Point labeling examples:
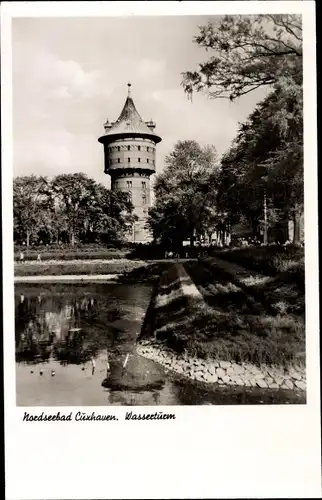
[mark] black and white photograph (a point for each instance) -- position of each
(158, 208)
(160, 255)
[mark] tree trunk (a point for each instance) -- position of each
(297, 227)
(192, 238)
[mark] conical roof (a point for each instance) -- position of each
(129, 123)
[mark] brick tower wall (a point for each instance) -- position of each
(130, 163)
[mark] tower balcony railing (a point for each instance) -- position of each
(150, 124)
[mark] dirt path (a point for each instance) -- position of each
(66, 277)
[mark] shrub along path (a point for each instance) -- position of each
(249, 328)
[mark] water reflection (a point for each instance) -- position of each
(81, 340)
(75, 326)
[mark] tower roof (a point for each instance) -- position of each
(129, 123)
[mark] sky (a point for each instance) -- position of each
(71, 74)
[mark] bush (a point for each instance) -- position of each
(269, 260)
(186, 323)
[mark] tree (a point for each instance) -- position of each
(266, 160)
(31, 205)
(185, 192)
(249, 52)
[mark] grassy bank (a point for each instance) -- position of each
(228, 325)
(56, 252)
(77, 268)
(269, 260)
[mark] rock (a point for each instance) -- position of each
(239, 381)
(220, 372)
(248, 376)
(238, 368)
(295, 375)
(273, 385)
(224, 364)
(300, 385)
(288, 384)
(212, 378)
(261, 383)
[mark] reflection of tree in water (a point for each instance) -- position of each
(70, 328)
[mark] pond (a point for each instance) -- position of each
(75, 345)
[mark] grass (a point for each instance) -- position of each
(70, 254)
(227, 325)
(76, 268)
(282, 293)
(269, 260)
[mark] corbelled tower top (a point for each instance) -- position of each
(129, 124)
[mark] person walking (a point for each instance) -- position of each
(93, 365)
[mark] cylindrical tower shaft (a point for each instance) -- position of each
(129, 154)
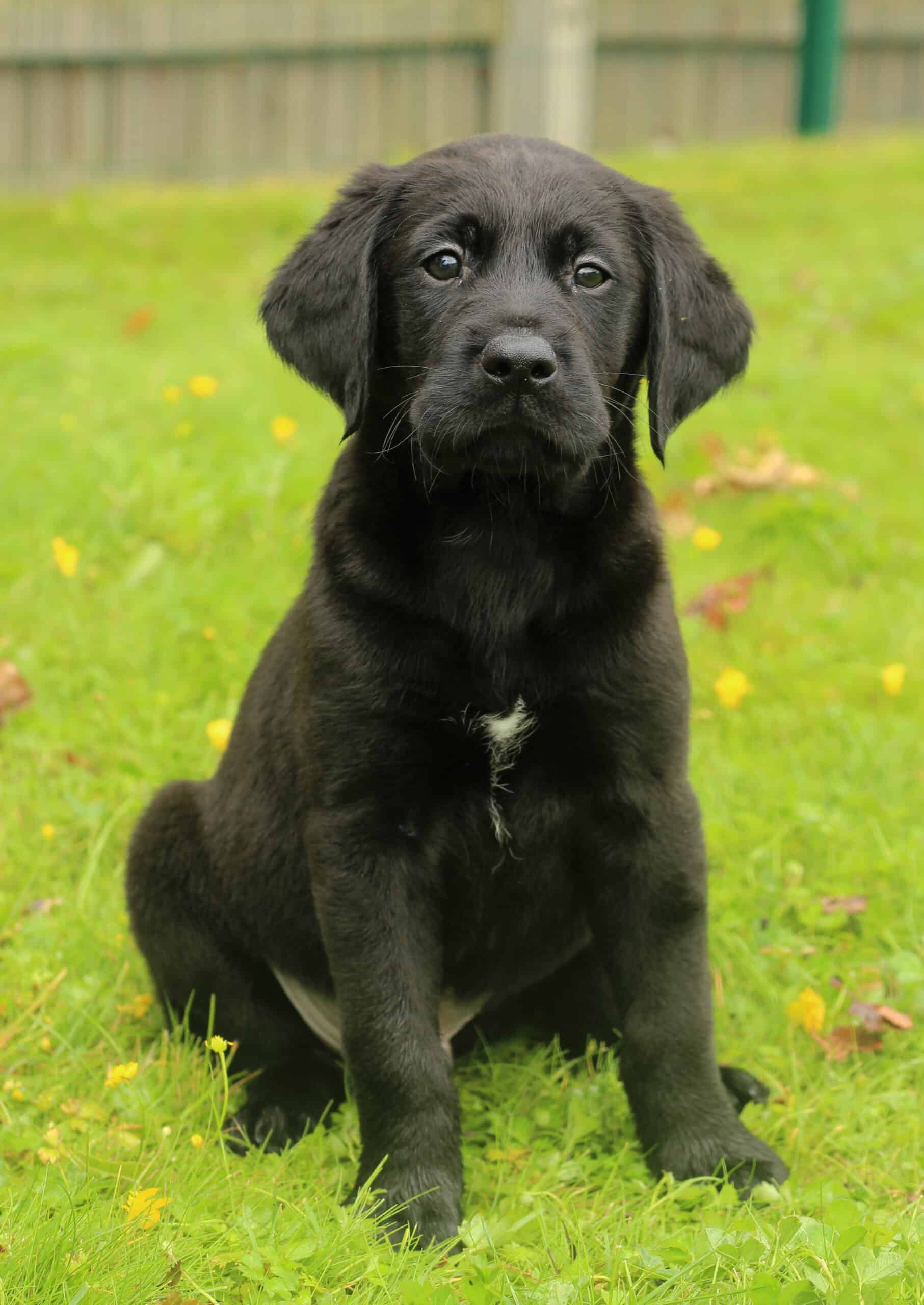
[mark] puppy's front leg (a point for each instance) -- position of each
(384, 947)
(649, 911)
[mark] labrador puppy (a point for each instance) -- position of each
(456, 790)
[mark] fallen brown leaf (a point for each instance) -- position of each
(15, 693)
(716, 604)
(676, 517)
(846, 1039)
(138, 322)
(853, 905)
(769, 467)
(867, 1014)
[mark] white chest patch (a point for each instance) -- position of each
(504, 738)
(323, 1013)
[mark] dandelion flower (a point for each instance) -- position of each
(732, 687)
(893, 677)
(141, 1205)
(808, 1010)
(118, 1075)
(218, 733)
(283, 428)
(66, 555)
(705, 538)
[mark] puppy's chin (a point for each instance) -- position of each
(512, 453)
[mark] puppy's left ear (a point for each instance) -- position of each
(699, 328)
(320, 310)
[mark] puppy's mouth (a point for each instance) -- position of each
(512, 453)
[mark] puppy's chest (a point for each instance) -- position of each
(501, 737)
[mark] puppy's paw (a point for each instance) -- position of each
(267, 1124)
(431, 1217)
(736, 1155)
(743, 1087)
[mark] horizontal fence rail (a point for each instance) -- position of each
(221, 89)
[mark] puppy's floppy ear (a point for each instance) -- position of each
(699, 329)
(320, 307)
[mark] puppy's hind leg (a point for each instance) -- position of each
(182, 928)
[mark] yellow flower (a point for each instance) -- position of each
(66, 555)
(138, 1007)
(141, 1205)
(218, 733)
(893, 677)
(705, 538)
(118, 1075)
(283, 428)
(732, 687)
(808, 1010)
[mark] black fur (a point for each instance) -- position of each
(483, 538)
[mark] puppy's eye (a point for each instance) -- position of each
(589, 276)
(444, 265)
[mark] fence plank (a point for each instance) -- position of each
(234, 88)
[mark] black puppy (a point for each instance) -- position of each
(457, 785)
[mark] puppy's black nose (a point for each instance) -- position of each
(520, 360)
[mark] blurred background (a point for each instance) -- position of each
(225, 89)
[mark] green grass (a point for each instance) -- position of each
(813, 786)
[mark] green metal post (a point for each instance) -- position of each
(820, 66)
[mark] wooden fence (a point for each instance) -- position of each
(230, 88)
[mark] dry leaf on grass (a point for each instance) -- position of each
(15, 693)
(138, 322)
(716, 604)
(762, 469)
(843, 1040)
(676, 517)
(851, 905)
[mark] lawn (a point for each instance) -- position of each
(192, 526)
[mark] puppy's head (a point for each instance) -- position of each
(497, 302)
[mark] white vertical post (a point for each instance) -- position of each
(543, 72)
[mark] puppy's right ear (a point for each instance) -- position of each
(320, 307)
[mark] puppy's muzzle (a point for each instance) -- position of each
(521, 363)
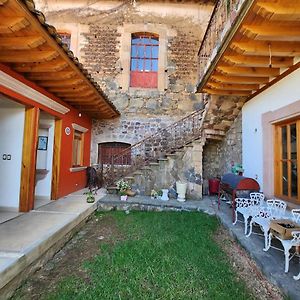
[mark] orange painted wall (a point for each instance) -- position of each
(68, 181)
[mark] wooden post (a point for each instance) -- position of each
(29, 159)
(56, 159)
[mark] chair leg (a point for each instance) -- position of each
(250, 228)
(235, 218)
(297, 277)
(246, 224)
(287, 247)
(266, 235)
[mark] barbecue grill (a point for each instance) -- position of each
(231, 183)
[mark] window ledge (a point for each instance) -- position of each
(77, 169)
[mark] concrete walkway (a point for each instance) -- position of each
(29, 240)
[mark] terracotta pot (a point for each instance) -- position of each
(130, 193)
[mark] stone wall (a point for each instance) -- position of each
(102, 31)
(218, 156)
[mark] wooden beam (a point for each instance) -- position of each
(53, 66)
(259, 61)
(66, 82)
(279, 10)
(51, 75)
(12, 24)
(68, 89)
(76, 94)
(21, 43)
(233, 86)
(56, 160)
(273, 31)
(29, 159)
(224, 92)
(26, 56)
(240, 79)
(248, 71)
(264, 48)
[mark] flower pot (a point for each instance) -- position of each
(123, 197)
(181, 191)
(130, 193)
(165, 196)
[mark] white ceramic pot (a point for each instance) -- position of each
(181, 190)
(165, 196)
(124, 197)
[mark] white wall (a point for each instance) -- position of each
(44, 160)
(11, 142)
(277, 96)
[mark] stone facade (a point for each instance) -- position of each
(100, 35)
(218, 156)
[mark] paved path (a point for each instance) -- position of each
(26, 238)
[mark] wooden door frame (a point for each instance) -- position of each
(29, 155)
(56, 159)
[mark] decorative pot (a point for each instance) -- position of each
(130, 193)
(181, 191)
(164, 196)
(123, 197)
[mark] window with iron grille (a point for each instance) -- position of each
(66, 38)
(144, 60)
(107, 150)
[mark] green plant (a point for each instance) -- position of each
(90, 195)
(122, 193)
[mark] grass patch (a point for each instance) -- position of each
(163, 256)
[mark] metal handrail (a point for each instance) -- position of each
(168, 139)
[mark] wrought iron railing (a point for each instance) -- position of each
(223, 16)
(150, 149)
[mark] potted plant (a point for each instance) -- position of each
(123, 195)
(90, 195)
(125, 187)
(153, 194)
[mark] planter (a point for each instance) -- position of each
(181, 191)
(164, 196)
(284, 228)
(130, 193)
(123, 197)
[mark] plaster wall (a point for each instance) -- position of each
(257, 140)
(11, 143)
(45, 160)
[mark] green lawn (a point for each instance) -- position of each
(161, 256)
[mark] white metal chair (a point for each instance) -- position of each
(288, 244)
(243, 206)
(275, 210)
(258, 198)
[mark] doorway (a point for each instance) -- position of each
(44, 160)
(12, 116)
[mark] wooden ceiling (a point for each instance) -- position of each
(263, 50)
(30, 46)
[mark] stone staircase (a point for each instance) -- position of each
(172, 154)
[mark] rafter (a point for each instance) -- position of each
(225, 92)
(48, 83)
(259, 61)
(51, 75)
(12, 24)
(265, 48)
(26, 56)
(273, 31)
(249, 71)
(233, 86)
(21, 43)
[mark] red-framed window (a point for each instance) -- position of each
(107, 150)
(144, 60)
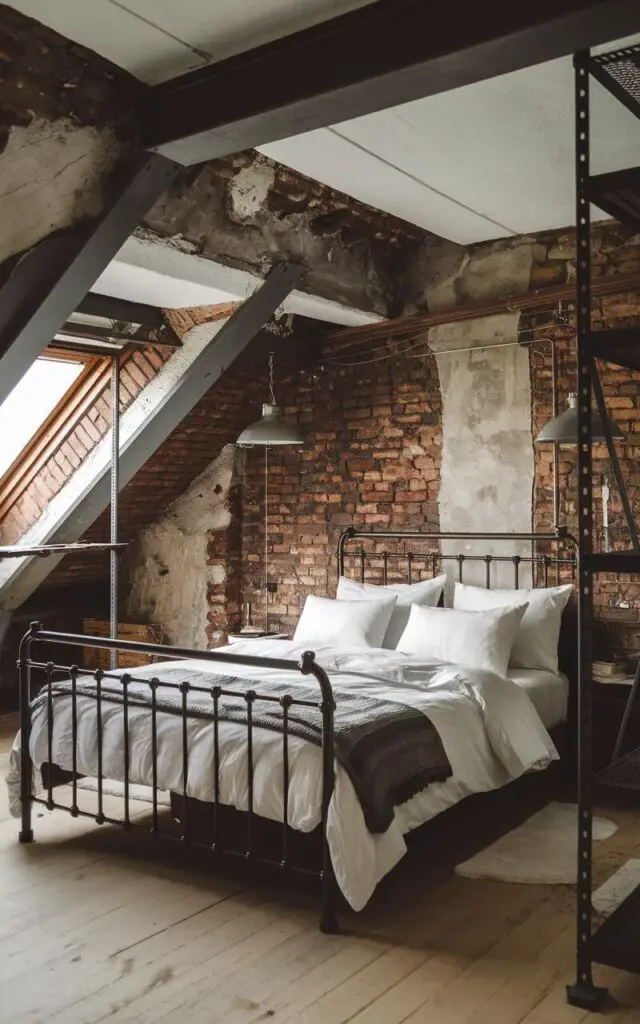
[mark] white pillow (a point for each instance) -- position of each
(475, 639)
(344, 624)
(426, 593)
(536, 644)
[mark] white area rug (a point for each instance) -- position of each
(615, 889)
(143, 794)
(542, 850)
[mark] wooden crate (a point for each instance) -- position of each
(94, 658)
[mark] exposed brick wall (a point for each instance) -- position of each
(361, 422)
(372, 457)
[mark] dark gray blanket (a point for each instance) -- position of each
(390, 751)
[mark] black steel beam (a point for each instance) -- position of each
(48, 283)
(385, 53)
(160, 421)
(121, 309)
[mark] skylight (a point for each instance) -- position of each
(31, 401)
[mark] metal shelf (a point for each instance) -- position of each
(619, 72)
(616, 942)
(621, 346)
(613, 561)
(44, 550)
(619, 195)
(622, 774)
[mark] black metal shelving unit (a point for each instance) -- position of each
(616, 942)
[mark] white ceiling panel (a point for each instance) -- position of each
(227, 27)
(482, 162)
(151, 271)
(330, 157)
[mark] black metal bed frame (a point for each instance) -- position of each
(432, 558)
(53, 775)
(307, 666)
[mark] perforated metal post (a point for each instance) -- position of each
(584, 993)
(115, 485)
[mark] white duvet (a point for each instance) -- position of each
(489, 728)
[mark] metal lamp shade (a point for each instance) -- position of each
(563, 429)
(269, 429)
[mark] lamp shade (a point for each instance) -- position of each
(269, 429)
(563, 429)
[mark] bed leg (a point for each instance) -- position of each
(329, 919)
(26, 834)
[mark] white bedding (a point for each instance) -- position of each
(489, 728)
(547, 691)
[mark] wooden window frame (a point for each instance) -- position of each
(62, 420)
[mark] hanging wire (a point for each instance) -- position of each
(271, 387)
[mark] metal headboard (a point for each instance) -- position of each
(419, 564)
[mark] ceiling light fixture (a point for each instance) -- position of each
(563, 429)
(270, 429)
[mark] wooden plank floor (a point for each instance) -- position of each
(95, 926)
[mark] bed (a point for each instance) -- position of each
(289, 737)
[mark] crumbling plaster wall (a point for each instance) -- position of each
(171, 570)
(66, 122)
(248, 212)
(487, 468)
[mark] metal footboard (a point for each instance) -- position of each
(49, 671)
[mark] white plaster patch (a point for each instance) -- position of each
(249, 189)
(51, 174)
(169, 570)
(486, 475)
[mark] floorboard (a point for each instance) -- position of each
(97, 926)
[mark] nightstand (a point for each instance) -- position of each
(259, 636)
(609, 700)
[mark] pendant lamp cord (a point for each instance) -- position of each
(266, 540)
(271, 389)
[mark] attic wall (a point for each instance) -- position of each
(66, 123)
(377, 438)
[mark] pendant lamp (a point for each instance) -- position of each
(269, 429)
(563, 429)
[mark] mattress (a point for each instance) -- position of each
(547, 691)
(488, 728)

→ Task directions
From the line containing "[mark] crumbling plaster" down to the final line of the data, write out every line exactly; both the first and last of these belong in your answer, and nothing else does.

→ Expected answer
[mark] crumbling plaster wall (a point for each instance) -- position of each
(171, 570)
(66, 122)
(248, 212)
(487, 468)
[mark] metal footboard (a point for each instance) -- position of each
(49, 671)
[mark] white plaster patch (a point for each instance) -- position of each
(249, 189)
(51, 174)
(169, 570)
(486, 475)
[mark] floorboard (a point for each instance) -- position of each
(97, 926)
[mark] nightstand (a point for each instance) -- position of each
(259, 636)
(609, 700)
[mark] pendant lamp cord (a point for each instance) -- position of each
(266, 540)
(271, 389)
[mark] attic wall (a point for each instance) -- position of each
(66, 123)
(377, 438)
[mark] pendant lamp (a point for each instance) -- position of each
(269, 429)
(563, 429)
[mark] mattress (a point for each instance) -- position of each
(547, 691)
(488, 728)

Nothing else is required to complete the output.